### [Exercise description]
Return every line of the listing below without any changes, but leave out the pictures.

### [Records supplied]
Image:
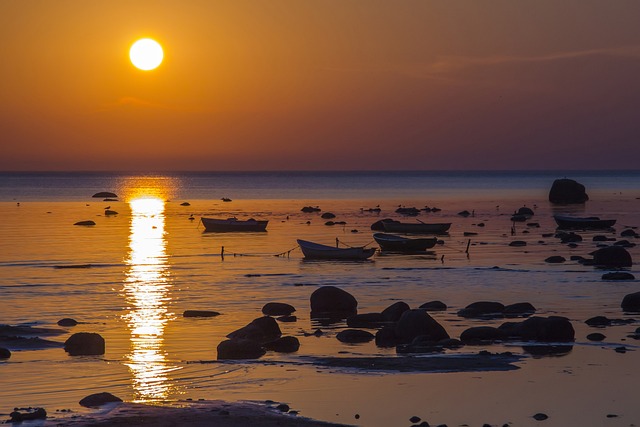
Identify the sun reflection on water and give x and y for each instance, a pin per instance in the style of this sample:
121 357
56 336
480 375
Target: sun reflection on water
147 287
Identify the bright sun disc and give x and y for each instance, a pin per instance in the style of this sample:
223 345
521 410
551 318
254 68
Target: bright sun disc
146 54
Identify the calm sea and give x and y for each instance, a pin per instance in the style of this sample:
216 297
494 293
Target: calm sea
65 186
151 261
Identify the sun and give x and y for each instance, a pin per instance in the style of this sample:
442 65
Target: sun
146 54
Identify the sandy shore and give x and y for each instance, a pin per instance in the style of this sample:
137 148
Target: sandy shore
192 413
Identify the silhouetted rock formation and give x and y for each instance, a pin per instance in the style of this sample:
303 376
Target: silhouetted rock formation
98 399
84 344
567 191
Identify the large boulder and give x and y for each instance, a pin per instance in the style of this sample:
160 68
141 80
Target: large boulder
98 399
329 301
612 256
482 310
631 302
239 349
418 322
567 191
395 310
84 344
261 330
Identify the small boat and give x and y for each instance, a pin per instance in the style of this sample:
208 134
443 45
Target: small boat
393 243
233 224
313 250
392 226
583 223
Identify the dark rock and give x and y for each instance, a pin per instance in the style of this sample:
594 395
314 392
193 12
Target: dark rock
434 306
418 322
547 350
612 256
394 311
277 309
310 209
329 300
481 334
104 194
625 244
25 414
570 237
540 417
543 329
200 313
284 345
366 320
98 399
386 337
567 191
67 322
261 330
482 309
519 309
354 336
239 349
84 343
631 302
525 211
596 336
618 275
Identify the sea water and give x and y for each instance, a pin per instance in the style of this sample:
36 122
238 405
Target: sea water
152 261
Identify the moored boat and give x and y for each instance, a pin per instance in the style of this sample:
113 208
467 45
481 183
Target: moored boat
393 243
313 250
583 223
392 226
233 224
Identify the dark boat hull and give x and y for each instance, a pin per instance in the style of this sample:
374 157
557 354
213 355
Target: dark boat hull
589 223
233 225
392 243
415 228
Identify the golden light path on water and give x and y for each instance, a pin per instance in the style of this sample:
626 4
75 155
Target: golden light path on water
146 289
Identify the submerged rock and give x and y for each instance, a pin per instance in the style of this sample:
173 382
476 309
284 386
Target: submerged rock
331 301
84 344
277 309
200 313
631 302
418 322
239 349
261 330
98 399
354 336
612 256
567 191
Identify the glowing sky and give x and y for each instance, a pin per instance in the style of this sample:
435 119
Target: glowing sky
362 84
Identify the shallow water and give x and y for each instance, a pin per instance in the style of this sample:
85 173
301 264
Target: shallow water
151 262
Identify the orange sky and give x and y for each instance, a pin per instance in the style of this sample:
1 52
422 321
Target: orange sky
367 84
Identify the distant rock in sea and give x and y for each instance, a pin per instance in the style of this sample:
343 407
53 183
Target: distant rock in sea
567 191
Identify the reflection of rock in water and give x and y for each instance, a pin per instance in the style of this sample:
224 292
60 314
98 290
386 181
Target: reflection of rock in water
547 350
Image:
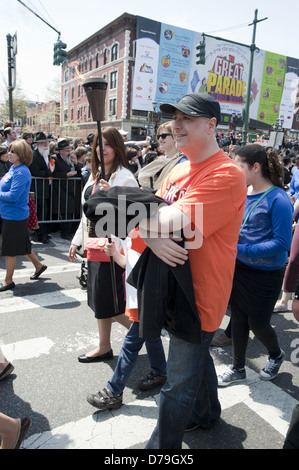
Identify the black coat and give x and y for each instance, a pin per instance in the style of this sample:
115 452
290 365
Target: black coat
68 190
165 294
39 168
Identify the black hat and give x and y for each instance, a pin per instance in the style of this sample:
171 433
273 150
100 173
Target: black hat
90 138
3 150
63 144
40 137
195 104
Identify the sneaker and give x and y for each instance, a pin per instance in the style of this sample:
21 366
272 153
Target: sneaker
230 375
271 368
221 340
105 400
279 308
152 380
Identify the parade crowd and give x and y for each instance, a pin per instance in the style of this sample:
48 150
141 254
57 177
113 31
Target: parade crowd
249 253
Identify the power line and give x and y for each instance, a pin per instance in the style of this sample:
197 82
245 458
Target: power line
229 29
26 6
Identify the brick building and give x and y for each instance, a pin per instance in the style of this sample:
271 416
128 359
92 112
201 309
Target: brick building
43 117
108 54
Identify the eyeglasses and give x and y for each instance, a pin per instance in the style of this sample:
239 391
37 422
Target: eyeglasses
163 136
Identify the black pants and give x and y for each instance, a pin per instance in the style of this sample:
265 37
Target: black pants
253 297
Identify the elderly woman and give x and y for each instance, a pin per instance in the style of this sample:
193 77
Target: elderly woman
14 211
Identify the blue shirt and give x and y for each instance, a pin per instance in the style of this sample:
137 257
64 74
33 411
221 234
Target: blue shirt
267 234
14 193
294 185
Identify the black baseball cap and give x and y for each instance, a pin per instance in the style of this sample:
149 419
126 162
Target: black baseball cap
195 104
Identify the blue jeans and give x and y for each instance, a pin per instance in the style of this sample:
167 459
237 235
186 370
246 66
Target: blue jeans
189 394
128 357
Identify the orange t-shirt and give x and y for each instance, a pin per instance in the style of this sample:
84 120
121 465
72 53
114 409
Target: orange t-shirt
219 185
138 245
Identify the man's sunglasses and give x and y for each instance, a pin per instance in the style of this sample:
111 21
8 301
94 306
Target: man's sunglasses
163 136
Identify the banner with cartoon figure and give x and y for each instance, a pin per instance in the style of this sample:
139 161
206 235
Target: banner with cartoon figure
175 60
166 70
224 75
271 87
290 90
146 64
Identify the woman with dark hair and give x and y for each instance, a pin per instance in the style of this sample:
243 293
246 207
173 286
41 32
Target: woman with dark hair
99 286
264 240
14 210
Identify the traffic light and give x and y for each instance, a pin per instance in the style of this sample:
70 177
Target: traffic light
59 52
201 47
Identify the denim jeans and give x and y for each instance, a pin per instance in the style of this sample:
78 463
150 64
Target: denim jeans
128 357
189 394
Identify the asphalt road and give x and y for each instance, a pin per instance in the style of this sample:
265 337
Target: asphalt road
46 324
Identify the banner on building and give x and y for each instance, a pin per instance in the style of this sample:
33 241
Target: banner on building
166 69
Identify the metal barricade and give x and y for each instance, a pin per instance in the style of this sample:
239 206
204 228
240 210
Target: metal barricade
57 199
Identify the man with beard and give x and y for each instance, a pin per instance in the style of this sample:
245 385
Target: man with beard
41 168
67 192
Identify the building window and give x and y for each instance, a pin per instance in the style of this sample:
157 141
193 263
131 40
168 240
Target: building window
112 107
66 75
113 80
105 56
66 96
114 52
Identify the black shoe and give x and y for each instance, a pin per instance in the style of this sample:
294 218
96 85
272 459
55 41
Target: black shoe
8 287
152 380
99 358
105 400
7 371
38 273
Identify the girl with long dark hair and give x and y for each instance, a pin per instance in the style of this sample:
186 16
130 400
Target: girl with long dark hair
99 286
264 240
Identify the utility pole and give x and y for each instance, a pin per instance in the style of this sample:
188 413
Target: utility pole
252 51
11 53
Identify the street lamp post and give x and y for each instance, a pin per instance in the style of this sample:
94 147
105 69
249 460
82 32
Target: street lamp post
252 51
95 89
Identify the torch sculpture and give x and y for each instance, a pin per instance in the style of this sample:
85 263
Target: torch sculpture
95 89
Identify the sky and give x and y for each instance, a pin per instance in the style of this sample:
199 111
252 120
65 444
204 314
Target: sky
77 20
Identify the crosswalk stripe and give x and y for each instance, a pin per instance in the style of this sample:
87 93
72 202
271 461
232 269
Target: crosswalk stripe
27 349
52 270
15 304
133 423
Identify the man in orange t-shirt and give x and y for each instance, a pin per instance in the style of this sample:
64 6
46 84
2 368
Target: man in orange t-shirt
208 195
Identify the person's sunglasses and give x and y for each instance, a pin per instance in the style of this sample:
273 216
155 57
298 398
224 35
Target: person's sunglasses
163 136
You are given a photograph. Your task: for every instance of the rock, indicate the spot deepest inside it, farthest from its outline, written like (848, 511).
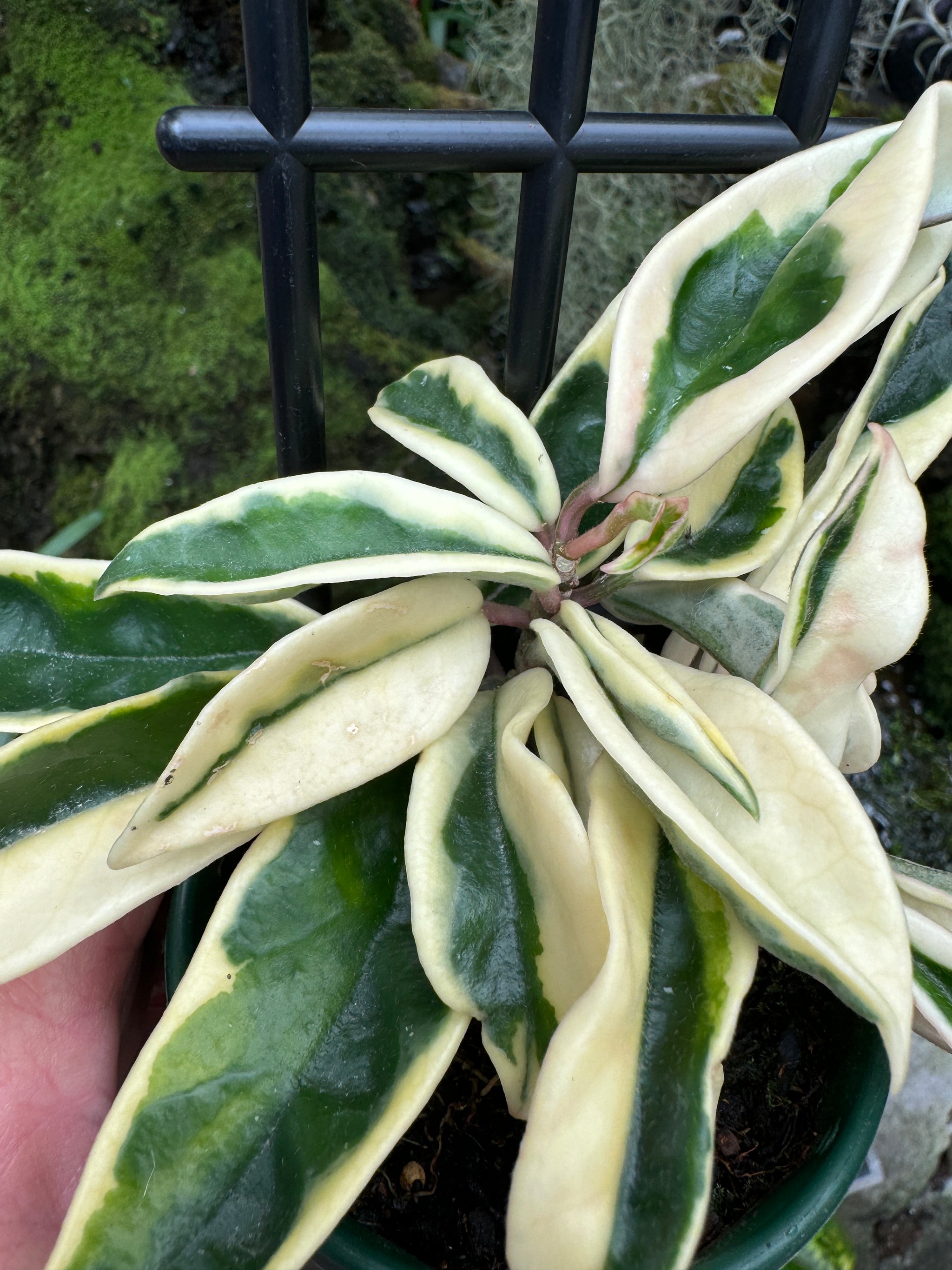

### [The response]
Image:
Identify the sun reflection on water and give x and y for each instance, a pin per instance in the style of this sample:
121 357
56 336
480 375
Target: sun reflection on water
147 287
Identify the bright sun disc and give x and y for each instance, a pin per instance in the style of this sample:
223 345
521 410
551 318
254 68
Target: bright sun disc
146 54
Identify the calm sea and give x and y for each instance, a pin per instance in the style of this sample:
216 297
494 293
Target: calm sea
65 186
151 261
Identify the sun and give x and y for each instance, a pin per instance in the style of this sample:
442 65
Target: sun
146 54
Identify the sandy shore and give x and y for each instance, a pin per instance in the style of this sample:
137 148
Target: sandy shore
192 413
Identify the silhouetted rock formation and give x and y for each instance, a pin per instance in the style of this sample:
303 376
Target: silhouetted rock formation
98 399
84 344
567 191
Identify the large boulder and give x and y for each instance, a pin per instance in the style of this sample:
160 68
141 80
Target: large boulder
98 399
329 301
612 256
482 310
631 302
239 349
418 322
567 191
395 310
84 344
261 330
Identify the small boat and give x and y for each instance, a pin per instance in the style of this sample:
208 134
443 45
Target: small boat
393 243
233 224
313 250
392 226
583 223
Identify the dark rock and give x and y for each instance, a pin per instance in the style of this sample:
594 395
314 392
193 12
Target: dark rock
434 306
418 322
547 350
612 256
394 311
277 309
310 209
329 300
481 334
104 194
625 244
25 414
570 237
540 417
543 329
200 313
284 345
366 320
98 399
386 337
567 191
67 322
261 330
482 309
519 309
354 336
239 349
84 343
631 302
525 211
596 336
618 275
Identify the sea water and give x and y for each instance, a pin per instance in the style of this sample:
36 122
238 405
Target: sea water
152 261
Identify the moored boat and give x and y for each instance, a pin per instance in the style of this sample:
113 208
467 45
481 183
Target: moored boat
393 243
313 250
583 223
392 226
233 224
Identify the dark boat hull and give x and y for each instance, a pin per instance in the style of this sample:
374 157
557 354
213 355
Target: dark boat hull
589 223
233 225
392 243
415 228
Identify the golden light path on water and give x and y for each instance, a pin per instance in the style of this sample:
626 4
75 155
Target: golden light path on water
146 289
Identify the submerged rock and give x and y for each instance, a pin per instance in the style of this sample:
173 382
476 309
284 386
Target: submerged rock
331 301
84 344
277 309
200 313
631 302
418 322
239 349
261 330
98 399
354 336
612 256
567 191
Identify the glowing sky and give x and y for each instance, a pin per instance in the style of this sample:
435 119
Target: glowing sky
362 84
Identify the shallow water and give x and y for each instance, a pin per instance in the style of this sample:
85 173
301 264
Target: shallow water
151 262
Identify the orange sky and give x and y for each instance, a pin per instance in the style of this sample:
1 52
422 321
Target: orange sky
367 84
Identify the distant rock in sea and give x and y for each instance, a pin per instance in the style of this sample:
343 407
53 183
Target: distant rock in sea
567 191
Identify the reflection of rock in water and give x and y for each instance, a pin per instance in the style of this sample:
224 292
60 314
98 290
386 181
Target: reflection of rock in water
547 350
Image:
Identify the black coat and give x and y for each instance, a pin per instance in the style of this sample:
115 452
290 365
Target: black coat
68 190
165 294
39 168
Identify the black hat and give x and y for each instance, a pin per instance in the style of this sample:
171 433
273 150
100 173
Target: black hat
90 138
3 150
63 144
40 137
195 104
Identify the sneaker and give x and y for each instance, a pin per instance in the style of this sample:
21 366
272 153
Target: sneaker
230 375
271 368
221 340
105 400
279 308
152 380
Identify the parade crowd and give x and y for each instance, a pin per instance in the style of this sample:
48 150
141 254
57 177
113 31
Target: parade crowd
249 253
Identify the power line and give x and y for each instance, a pin per instance in the style of this sample:
197 82
245 458
Target: power line
229 29
26 6
Identify the brick building and give x and y for each instance, a pin per instance in the style of this sample:
271 416
128 359
92 112
201 309
Target: brick building
43 117
108 54
Identify the eyeglasses and give x and y for each instance, a pin per instance in the style of this sample:
239 391
37 422
Target: eyeglasses
163 136
Identify the black pants and give x and y for each instance, a pin per instance in the style of this sample:
265 37
Target: black pants
253 297
Identify the elderly woman and give x and y for each instance, a pin per instance in the style of this sample:
193 77
Target: elderly woman
14 211
Identify the blue shirt and give x and y for each instance, a pin per instance in the style of this sample:
137 257
64 74
33 411
221 234
Target: blue shirt
267 234
14 193
294 185
Identify the black baseball cap and give x and y for each instance, a pin per instance in the style of this sample:
149 419
126 162
Target: black baseball cap
195 104
Identify the blue jeans and give x and y for each instance, a pin per instance in the style of this sample:
167 459
237 235
186 370
246 66
Target: blue jeans
189 394
128 357
Identify the orange t-shirt and give x and y for each instance, a pin per instance in the style of this sample:
84 120
121 465
72 53
114 409
Target: orange t-shirt
219 185
138 245
Identify the man's sunglasses and give x and y for each instance, a pin per instance in the style of this sample:
111 21
8 301
94 306
Target: man's sunglasses
163 136
Identify the banner with cartoon figure and give x and y for each instance, a pin per instance in the style of this sample:
139 161
206 235
Target: banner with cartoon figure
175 60
166 70
224 75
271 87
290 90
146 64
Identify the woman with dark hair and give x and y for each instance, a pin per instance in the style of this sample:
243 293
246 207
173 286
41 32
Target: woman with dark hair
99 286
264 240
14 210
Identify the traffic light and give x and y for each instance, a pin per instance in the style of this sample:
70 177
Target: traffic light
59 52
201 47
Identify the denim jeans and give x and y for each instance, a pin per instance in the style of this sample:
78 463
150 64
Target: denim jeans
128 357
189 394
Identify the asphalt road and give x and y for each instance, a pin per instance in the style of this sample:
265 337
Target: asphalt road
46 324
Identify the banner on building and give x and y for each instance, a pin per instance in the style of this sample:
33 241
Target: banner on building
166 69
Identify the metal barricade and give x and y for each instance, a pin per instance in the style of this sample:
239 206
204 228
240 210
Target: metal barricade
57 199
Identify the man with beard and give x and y for each instance, a pin per instance in the style of this sample:
245 385
Target: man with beard
41 168
67 192
Identify the building window and give x and y for each instance, a pin per instance in the style of this sample:
157 141
193 263
131 40
168 240
Target: building window
112 107
66 75
113 80
105 56
66 96
114 52
Identify the black shoe and give x and y for each instance, a pin per instance in the style of this sample:
294 218
96 85
272 459
55 41
Target: black shoe
8 287
152 380
99 358
105 400
7 371
38 273
Identify the girl with long dark hair and give x and y for each instance, a pin per instance in the style of this sample:
186 16
130 400
Target: girl with long dark hair
99 286
264 240
Identify the utility pole and give x and y for each instance, a pin per instance in the style of this sample:
188 413
Target: utility pole
252 51
11 53
Identify the street lamp post and give x and y for each instance, a pin per instance in the style of this sample:
94 147
105 69
249 460
82 32
Target: street lamp post
252 51
95 89
Identify the torch sculpture and give x and y for each instance, a pin per instance in the style of this sample:
85 263
Target: torch sculpture
95 89
Identify the sky and give x and y for each instance, a pin per instance in the style of this sample:
199 111
252 120
65 444
204 314
Target: sky
77 20
Identify the crosswalk stripe and give x and y for each instance, a pin per instance in the style of this sample:
87 93
72 202
271 461
232 269
Target: crosswalk stripe
27 349
52 270
15 304
133 423
Identify the man in orange t-shirt and give x and y for each instance, a pin per instance in the style of this sample:
64 6
46 84
2 368
Target: man in orange t-shirt
208 195
Identify the person's sunglasses and give x and y for each instance, a pin per instance in the style of this sample:
273 216
155 57
298 398
224 35
Target: person's sunglasses
163 136
You are given a photograph. Your task: for every instance of the rock, indicate the spot deepest inside it, farthest from its outline, written like (848, 511).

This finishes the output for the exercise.